*Text shown*.
|---|

It actually smells like autumn. Well, fuck me. Thanks for making it easy to quit you, Europe, going fucking autumn in early August, you frigid bitch. I'm really starting to feel like the hapless half of a relationship, in a sort of situation where Europe has been passively-agressively forcing me to break up with her because she doesn't have the balls to dump me herself, by, for example, revoking Brits' rights to live and work in the Schengen area, or by learning English so that she can do my job herself. Well, fuck you too, you evil cow, I'm going to go spend the rest of my life banging your much hotter daughter Australia.
All of which is a way to say I can bear the atrocious summer, one of the worst summers I've passed in Belgium, weather-wise, though the competition from 2009, 2008 and 2007 was all pretty stiff (motherfuck, I've been here awhile), because it doesn't matter, since I won't have to bear the winter. With that in mind, I quite like that it smells like autumn - that it smells like that clean and vigourous natural scrubdown after the sharp rain. I wish I could bottle that essence as a perfume; there must be a way, because surely it must be a thing I'm smelling when I think I'm smelling the clean - must be some sort of mushroom that actually manages to smell like clean. Right? I don't know.
But it's almost like sniffing an emotion of transcending hope and joy and I'll miss it awfully if I can't have it any more in the Antipodes. But the F-word says I can still smell it in Australia because it's not actually autumn I'm smelling, it's the post-rain, and they will have rather a lot where we are going; lots of cracking great thunderstorms. Probably it'll be even sharper and sweeter, since the breaking of the heat by the rain will be far more dramatic.

|---|

*Provided data*.
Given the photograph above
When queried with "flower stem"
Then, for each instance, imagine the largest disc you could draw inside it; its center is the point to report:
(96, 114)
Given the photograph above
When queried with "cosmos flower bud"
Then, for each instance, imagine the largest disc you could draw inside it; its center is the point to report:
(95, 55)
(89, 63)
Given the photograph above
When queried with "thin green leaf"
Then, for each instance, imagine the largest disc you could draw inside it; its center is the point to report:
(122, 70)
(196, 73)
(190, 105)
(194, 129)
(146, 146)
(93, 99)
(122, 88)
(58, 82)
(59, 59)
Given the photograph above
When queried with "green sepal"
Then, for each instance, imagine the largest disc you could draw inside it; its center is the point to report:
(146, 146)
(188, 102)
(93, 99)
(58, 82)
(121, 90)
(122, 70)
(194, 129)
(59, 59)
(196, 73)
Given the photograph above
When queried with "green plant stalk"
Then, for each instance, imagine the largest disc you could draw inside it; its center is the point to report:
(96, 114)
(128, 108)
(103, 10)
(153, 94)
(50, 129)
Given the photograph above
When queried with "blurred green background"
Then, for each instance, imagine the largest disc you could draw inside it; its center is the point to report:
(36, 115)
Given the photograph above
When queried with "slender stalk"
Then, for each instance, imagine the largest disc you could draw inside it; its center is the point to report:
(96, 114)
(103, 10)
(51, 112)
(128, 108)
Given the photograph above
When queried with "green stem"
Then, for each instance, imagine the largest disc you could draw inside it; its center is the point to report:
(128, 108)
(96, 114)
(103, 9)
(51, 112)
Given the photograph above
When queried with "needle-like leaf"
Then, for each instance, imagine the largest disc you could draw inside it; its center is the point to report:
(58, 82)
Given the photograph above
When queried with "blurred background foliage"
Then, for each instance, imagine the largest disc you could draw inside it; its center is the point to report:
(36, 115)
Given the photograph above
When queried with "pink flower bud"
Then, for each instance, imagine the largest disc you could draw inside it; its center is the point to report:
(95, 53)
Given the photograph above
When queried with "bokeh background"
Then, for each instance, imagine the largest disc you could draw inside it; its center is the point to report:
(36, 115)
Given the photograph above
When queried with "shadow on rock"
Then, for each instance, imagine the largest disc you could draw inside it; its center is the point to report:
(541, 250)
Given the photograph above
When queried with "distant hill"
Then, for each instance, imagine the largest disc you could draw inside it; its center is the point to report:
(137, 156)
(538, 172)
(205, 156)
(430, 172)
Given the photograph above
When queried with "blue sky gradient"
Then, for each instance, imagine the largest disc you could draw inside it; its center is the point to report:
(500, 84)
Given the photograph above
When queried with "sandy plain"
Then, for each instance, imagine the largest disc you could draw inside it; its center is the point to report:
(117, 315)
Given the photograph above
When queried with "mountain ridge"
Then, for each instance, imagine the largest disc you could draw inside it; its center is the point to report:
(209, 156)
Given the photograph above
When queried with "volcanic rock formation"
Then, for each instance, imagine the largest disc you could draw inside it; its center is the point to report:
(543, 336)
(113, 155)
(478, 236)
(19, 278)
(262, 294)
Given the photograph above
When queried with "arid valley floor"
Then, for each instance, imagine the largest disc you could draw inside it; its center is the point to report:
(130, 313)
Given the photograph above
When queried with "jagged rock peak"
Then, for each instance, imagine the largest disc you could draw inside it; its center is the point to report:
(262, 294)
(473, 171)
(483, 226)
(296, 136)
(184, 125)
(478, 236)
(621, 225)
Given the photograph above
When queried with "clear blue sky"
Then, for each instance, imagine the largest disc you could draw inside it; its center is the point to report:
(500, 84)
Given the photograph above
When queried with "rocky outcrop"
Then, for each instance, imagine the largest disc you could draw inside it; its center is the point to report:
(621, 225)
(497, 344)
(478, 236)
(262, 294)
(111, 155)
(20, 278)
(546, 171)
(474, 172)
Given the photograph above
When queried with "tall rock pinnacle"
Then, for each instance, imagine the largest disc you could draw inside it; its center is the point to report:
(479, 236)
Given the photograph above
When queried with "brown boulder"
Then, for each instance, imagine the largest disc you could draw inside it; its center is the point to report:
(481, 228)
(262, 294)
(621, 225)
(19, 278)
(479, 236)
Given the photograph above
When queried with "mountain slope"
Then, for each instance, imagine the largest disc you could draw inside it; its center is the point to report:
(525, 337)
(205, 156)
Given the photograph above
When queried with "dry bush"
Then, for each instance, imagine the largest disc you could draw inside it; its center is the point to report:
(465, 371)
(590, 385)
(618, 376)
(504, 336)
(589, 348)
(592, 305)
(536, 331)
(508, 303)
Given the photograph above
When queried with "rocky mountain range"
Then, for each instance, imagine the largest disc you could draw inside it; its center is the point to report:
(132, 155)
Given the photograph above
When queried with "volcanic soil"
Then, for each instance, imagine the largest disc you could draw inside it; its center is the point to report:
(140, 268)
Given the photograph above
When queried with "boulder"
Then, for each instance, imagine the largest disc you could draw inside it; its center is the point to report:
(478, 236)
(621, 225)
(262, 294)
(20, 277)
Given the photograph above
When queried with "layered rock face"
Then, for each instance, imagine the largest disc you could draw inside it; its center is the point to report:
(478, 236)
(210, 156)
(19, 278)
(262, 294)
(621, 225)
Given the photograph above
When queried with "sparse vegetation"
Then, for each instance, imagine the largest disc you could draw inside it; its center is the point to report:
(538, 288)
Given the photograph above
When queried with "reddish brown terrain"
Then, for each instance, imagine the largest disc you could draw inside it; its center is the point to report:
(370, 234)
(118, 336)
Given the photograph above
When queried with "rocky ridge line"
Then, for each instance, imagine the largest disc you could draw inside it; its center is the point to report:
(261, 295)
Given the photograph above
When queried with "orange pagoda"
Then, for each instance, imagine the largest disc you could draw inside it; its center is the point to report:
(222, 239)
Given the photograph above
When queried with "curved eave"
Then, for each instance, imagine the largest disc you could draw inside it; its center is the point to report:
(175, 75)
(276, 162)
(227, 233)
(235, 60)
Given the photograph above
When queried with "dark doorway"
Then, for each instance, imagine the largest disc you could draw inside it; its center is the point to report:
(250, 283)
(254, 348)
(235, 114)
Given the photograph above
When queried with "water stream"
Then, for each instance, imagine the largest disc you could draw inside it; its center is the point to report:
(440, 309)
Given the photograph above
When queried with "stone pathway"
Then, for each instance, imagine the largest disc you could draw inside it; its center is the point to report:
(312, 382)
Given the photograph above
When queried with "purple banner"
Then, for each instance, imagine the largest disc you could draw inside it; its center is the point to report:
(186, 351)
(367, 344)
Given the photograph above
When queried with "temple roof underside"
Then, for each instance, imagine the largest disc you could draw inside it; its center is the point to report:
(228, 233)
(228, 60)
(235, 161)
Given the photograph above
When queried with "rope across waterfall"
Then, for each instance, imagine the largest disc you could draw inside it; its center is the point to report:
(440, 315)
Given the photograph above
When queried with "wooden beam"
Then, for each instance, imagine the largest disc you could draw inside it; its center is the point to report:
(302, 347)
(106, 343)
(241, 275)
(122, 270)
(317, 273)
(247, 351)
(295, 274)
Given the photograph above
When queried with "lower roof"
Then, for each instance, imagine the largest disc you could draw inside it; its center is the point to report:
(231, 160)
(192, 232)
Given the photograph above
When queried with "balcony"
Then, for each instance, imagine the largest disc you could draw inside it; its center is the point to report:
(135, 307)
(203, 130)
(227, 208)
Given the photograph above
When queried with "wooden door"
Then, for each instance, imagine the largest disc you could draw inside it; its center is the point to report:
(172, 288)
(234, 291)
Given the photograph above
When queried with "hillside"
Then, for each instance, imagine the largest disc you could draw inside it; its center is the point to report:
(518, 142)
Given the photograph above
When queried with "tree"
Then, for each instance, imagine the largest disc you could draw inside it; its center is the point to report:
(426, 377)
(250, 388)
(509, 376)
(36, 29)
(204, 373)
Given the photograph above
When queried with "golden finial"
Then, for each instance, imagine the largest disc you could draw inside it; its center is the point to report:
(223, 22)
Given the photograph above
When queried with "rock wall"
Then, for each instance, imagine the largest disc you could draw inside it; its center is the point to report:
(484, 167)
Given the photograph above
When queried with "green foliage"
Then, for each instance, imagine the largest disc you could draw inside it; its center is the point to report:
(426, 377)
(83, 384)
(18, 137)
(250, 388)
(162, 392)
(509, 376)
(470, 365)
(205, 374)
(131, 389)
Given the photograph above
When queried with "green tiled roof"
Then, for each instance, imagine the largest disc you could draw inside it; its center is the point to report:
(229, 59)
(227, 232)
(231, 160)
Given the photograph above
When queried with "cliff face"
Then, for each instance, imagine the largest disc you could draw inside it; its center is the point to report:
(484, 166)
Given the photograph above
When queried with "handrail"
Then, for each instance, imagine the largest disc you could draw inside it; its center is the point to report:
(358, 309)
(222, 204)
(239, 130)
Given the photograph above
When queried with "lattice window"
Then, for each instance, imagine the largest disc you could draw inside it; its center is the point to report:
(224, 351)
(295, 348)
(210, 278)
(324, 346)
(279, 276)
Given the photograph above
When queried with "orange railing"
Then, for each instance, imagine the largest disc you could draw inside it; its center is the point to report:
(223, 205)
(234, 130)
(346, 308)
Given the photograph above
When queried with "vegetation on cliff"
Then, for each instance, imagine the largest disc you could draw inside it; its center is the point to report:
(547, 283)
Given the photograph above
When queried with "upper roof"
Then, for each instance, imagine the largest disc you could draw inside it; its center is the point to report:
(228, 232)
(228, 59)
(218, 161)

|---|

*Exercise details*.
Write the next part of the blog post about the smell of autumn rain in Belgium, starting after its final sentence.

*Result for this exercise*.
Oh good lord, it's just occurred to me that I have no idea what it's going to smell like there. I was already getting dizzy with anticipation just thinking about what the birds and the fruit is going to be like there. Goodness gracious me.
2 commenti:
That first paragraph is the finest extended metaphor for the capriciousness of Northern Europe's fucking stupid weather I have ever read. Thank you.
Putting my scientist hat on for a moment, that wonderful post-storm smell is mainly ozone, produced by ionisation of the air by lightning, with a smaller contribution from bacterial spores being pushed out of the earth by the rain, and probably some other shit too. It's a fantastic smell, I quite agree, although there are some people who aren't so keen and think it smells like hammers.
You're welcome! Ozone, bacteria and spores, eh? I bet they'll have those in Australia, lucky for me. Now I'm going to go sniff a hammer and see if that was a simile for disliking the smell so much it's like getting hit in the face with a hammer, or if hammers actually smell like autumn.